** START **

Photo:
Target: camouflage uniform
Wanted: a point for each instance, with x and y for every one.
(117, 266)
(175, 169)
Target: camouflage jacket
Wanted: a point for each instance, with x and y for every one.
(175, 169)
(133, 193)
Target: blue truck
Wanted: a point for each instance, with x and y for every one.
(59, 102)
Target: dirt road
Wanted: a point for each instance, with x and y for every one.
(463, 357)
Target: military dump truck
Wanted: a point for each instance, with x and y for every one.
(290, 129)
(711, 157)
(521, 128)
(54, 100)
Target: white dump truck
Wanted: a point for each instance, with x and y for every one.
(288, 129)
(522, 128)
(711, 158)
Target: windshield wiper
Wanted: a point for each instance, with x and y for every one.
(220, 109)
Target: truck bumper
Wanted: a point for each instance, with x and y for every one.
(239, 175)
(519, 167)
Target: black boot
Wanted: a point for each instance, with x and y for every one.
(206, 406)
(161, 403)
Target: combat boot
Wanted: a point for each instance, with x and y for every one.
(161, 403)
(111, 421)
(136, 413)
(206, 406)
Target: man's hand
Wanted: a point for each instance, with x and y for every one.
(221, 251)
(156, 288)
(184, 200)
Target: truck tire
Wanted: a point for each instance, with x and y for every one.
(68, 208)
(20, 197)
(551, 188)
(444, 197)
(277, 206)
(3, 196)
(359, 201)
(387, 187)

** END **
** START **

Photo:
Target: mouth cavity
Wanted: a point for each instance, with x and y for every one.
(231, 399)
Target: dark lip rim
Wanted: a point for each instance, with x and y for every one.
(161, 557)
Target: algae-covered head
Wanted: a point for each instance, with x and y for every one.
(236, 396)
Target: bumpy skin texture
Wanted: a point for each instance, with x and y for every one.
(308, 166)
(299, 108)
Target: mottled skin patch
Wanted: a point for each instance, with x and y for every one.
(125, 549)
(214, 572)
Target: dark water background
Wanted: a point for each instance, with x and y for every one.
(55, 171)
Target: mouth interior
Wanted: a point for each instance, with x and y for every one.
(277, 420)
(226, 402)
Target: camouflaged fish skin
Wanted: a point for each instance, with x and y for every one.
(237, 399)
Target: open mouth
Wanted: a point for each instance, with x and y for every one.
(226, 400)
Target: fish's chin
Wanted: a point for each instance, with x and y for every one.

** END **

List every line of the listing above that contains the string "boot", matching case exactly.

* WRITTEN ANSWER *
Target: black boot
Target: combat boot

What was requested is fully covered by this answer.